* _EXTRACT PROVIDED_:
.....

6 Performance Monitoring and Optimisation

This activity investigates theoretical and practical aspects of end-to-end performance in high-speed long-distance networks. We particularly concentrate on performance monitoring, study of protocol behaviour and optimisation of their operation. The activity is associated with the research project LOBSTER and with the JRA1 activity of the GN2 project.

In the following sections we summarise the most important results achieved in 2005. In particular, we describe our performance monitoring architecture, parallel socket library that we have developed and our new method for hardware anonymisation of packet headers in passive monitoring. More information about our research can be found on our web page.

.....

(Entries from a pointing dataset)
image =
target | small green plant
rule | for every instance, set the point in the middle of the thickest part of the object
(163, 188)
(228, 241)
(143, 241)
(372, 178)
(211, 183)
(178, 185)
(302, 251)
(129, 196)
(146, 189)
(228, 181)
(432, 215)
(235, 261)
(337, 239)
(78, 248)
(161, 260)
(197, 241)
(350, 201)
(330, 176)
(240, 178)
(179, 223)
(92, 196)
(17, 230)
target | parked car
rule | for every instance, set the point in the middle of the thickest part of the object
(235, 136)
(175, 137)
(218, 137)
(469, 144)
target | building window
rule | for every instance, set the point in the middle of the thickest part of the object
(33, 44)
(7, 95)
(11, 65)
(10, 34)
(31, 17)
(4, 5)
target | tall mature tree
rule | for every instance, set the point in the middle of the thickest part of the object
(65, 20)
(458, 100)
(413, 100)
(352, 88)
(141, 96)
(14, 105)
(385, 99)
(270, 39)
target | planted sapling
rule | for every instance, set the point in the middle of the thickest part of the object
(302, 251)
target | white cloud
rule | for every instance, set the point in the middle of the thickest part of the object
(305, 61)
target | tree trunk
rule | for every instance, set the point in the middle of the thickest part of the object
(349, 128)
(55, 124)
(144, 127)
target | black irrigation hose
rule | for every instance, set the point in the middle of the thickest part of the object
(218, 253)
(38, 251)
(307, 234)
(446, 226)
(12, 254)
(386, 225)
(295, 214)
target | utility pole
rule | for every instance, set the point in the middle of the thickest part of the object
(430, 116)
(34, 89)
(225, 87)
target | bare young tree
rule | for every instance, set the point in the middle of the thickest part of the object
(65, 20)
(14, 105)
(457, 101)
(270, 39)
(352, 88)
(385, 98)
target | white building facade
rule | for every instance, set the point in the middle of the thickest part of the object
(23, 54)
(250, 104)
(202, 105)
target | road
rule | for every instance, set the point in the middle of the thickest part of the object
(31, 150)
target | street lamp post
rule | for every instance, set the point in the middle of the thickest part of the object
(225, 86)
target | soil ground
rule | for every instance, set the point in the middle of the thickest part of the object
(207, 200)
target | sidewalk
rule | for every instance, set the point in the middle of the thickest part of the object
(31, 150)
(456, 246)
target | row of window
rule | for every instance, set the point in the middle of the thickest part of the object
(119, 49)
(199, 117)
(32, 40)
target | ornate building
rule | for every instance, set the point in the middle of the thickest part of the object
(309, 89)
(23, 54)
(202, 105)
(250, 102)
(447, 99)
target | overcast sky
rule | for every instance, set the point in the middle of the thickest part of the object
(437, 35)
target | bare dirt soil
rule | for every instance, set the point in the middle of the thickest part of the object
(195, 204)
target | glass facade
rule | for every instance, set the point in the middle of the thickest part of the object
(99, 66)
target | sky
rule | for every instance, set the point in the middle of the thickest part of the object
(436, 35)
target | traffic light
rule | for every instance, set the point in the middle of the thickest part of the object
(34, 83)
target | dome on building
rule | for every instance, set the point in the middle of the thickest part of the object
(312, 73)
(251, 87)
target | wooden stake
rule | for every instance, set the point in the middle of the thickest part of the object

.....

* _SHORT PROBLEM_:
Using the extract on performance monitoring and optimization, answer these questions:
1. Which research project is the activity associated with?
2. Results from which year are summarized in the following sections?
3. What is the new hardware method used for in passive monitoring?

* _EXERCISE SOLUTION_:
1. LOBSTER
2. 2005
3. Anonymisation of packet headers